El comportamiento ritual resulta de la aparición y despliegue
de la cultura, requiere la intervención del pensamiento simbólico:
por lo que es algo específica y exclusivamente humano. Esto significa,
además, que no hay ritos individuales, ya que en esto lo social
precede a lo individual, como la lengua al hablante. Todos los ritos son
creaciones o configuraciones socioculturales, minuciosamente codificadas,
compartidas, que se transmiten, que engruesan una tradición.
Un rito es un tipo de acción en la que el carácter simbólico
predomina sobre el empírico o utilitario, y que es significativa
para los que poseen el código simbólico de su actuación.
En general, los ritos llevan a cabo una operación de mediación,
de puente que salva un abismo, un obstáculo, una contradicción,
a través de los símbolos. Pone en comunicación, conduce
a otro estado, obtiene un resultado: aunque sea en un plano imaginario
y no real y empírico. Esto no supone que la acción ritual
no incida en la realidad empírica, pues siempre cumple, aunque sea
implícitamente, una función con respecto a ella. La función
de mediación o superación alude con frecuencia a las relaciones
problemáticas entre el individuo y la sociedad, la humanidad y la
divinidad, el presente y el futuro, la mortalidad y otra vida, la finitud
temporal y la eternidad o el eterno retorno, etcétera, siempre aspectos
cruciales de la vida de los humanos.
Lo simbólico e imaginario tiene repercusiones en lo real, y a
la inversa: la vida práctica tiende a expresarse o a compensarse
mediante acciones ritualizadas. Pero se trata de una interrelación
sinuosa, cargada de ambigüedades, inestable en su significación
social y psíquica. Al cambiar las condiciones sociales o históricas,
un mismo rito puede deslizar su significado hasta decir lo contrario del
significado original. Por ejemplo, una misa de campaña seguida de
la bendición de la tropa y el armamento que sale para la guerra
constituye obviamente un simulacro perverso de la última cena de
Jesús.
# # # #
■ EJERCICIO BREVE A:
Según el documento fuente, ¿qué operación llevan a cabo los ritos en general?
# # # #
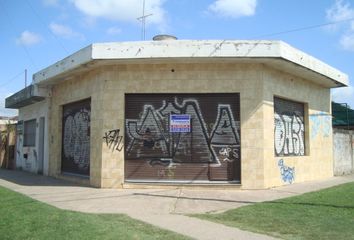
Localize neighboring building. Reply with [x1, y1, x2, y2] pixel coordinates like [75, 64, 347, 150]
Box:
[6, 40, 348, 189]
[0, 116, 17, 169]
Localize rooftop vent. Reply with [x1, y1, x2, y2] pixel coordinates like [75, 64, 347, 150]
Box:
[152, 34, 177, 41]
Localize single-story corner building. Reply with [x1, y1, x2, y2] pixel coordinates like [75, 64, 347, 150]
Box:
[6, 37, 348, 189]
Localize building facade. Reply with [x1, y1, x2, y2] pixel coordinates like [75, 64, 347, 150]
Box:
[6, 40, 348, 189]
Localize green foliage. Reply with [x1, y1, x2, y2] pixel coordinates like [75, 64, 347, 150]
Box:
[194, 183, 354, 240]
[0, 187, 191, 240]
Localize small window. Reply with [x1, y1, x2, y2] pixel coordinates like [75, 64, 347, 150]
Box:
[23, 119, 37, 147]
[274, 97, 305, 157]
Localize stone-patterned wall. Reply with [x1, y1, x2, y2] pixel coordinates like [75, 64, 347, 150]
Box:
[262, 67, 333, 187]
[50, 62, 333, 189]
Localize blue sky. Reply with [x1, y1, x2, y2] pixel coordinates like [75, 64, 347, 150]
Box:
[0, 0, 354, 115]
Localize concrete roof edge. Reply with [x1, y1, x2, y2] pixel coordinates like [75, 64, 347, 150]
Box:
# # # #
■ EJERCICIO BREVE B:
Desplaza en 36 cada coordenada de las respuestas del listado, desde la línea con "Localize building facade." hasta la línea con "[0, 187, 191, 240]", ambas incluidas. Reproduce completas todas esas líneas y ninguna otra.

■ RESPUESTA ESCRITA A:
Una operación de mediación, de puente que salva un abismo, un obstáculo o una contradicción a través de los símbolos.

■ RESPUESTA ESCRITA B:
Localize building facade. Reply with [x1, y1, x2, y2] pixel coordinates like [75, 64, 347, 150]
Box:
[42, 76, 384, 225]
Localize green foliage. Reply with [x1, y1, x2, y2] pixel coordinates like [75, 64, 347, 150]
Box:
[230, 219, 390, 276]
[36, 223, 227, 276]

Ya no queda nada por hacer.